== Extracted information ==
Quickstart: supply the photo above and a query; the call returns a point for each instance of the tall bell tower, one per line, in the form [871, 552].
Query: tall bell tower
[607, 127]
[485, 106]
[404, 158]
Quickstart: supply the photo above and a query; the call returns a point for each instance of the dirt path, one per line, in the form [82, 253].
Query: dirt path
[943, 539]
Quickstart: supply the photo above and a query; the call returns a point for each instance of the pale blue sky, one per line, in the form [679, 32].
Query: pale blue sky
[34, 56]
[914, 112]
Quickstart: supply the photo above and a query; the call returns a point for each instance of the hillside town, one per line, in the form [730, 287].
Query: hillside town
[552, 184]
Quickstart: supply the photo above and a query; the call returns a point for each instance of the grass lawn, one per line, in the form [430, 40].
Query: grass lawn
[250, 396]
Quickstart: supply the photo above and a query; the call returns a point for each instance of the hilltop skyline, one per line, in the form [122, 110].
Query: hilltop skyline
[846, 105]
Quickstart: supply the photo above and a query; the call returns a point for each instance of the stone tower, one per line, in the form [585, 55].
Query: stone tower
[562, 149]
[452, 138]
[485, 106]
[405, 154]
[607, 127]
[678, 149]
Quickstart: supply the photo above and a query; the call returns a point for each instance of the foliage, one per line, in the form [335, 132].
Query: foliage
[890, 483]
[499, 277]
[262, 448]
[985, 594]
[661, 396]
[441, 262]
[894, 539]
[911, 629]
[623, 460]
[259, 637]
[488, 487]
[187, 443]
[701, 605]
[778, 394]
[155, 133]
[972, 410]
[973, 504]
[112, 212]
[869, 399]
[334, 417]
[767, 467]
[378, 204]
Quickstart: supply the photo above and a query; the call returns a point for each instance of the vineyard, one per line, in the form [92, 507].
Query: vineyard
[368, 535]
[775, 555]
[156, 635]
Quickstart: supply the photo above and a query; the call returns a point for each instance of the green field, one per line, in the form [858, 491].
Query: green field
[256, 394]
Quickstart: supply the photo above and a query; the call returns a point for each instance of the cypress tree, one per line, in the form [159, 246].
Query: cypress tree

== What is expected ==
Copy every record exactly, with nothing added or dropped.

== Finished answer ==
Quickstart: supply the photo above and a query; the call returns a point for each instance of the tall bell tower, one per line, in the form [871, 552].
Query: tall bell tower
[607, 127]
[485, 106]
[404, 158]
Quickstart: supply the photo above and a query; the call returns a point for each instance of the dirt path, one per line, in the form [82, 253].
Query: dirt path
[943, 539]
Quickstart: supply the photo above and a query; the call returns a point for each instance of the pale blue sky, one per line, in the form [679, 32].
Query: pale blue sky
[34, 56]
[914, 112]
Quickstart: supply the photo above and a query; the call returns a point for each instance of the hillside town, one per line, in the form [730, 287].
Query: hillside town
[552, 184]
Quickstart: supply the photo above and a query; the call returns a point for each instance of the grass lawn, one per line, in the form [430, 40].
Query: grass lawn
[250, 396]
Quickstart: supply the photo above and a query; the call returns a point for each instance of the hilltop skyline, one per line, in the form [122, 110].
Query: hilltop skyline
[846, 105]
Quickstart: supply the photo above and a query; the call returns a point for each instance of the stone tower, one per line, in the form [585, 55].
Query: stone tower
[562, 149]
[452, 138]
[485, 106]
[405, 154]
[607, 127]
[678, 149]
Quickstart: supply the photo above and a query; the call returns a point for each instance of the foliage, one per line, in the form [335, 132].
Query: foliage
[890, 483]
[499, 277]
[262, 448]
[985, 594]
[661, 396]
[441, 262]
[894, 539]
[911, 629]
[623, 460]
[259, 637]
[488, 487]
[187, 443]
[701, 605]
[778, 394]
[155, 133]
[972, 410]
[973, 504]
[112, 212]
[869, 399]
[334, 417]
[767, 467]
[378, 204]
Quickstart: supply the photo above and a query; the call returns a point for each instance of the vineyard, one per line, in the form [92, 507].
Query: vineyard
[368, 535]
[775, 555]
[156, 635]
Quickstart: supply the photo above and a query; the call returns a point for each instance of the green field, one per line, in the form [858, 491].
Query: green field
[256, 394]
Quickstart: supply the photo above and a query; the call returns a point for each instance of the cypress tree, one per line, in the form [159, 246].
Query: cypress tree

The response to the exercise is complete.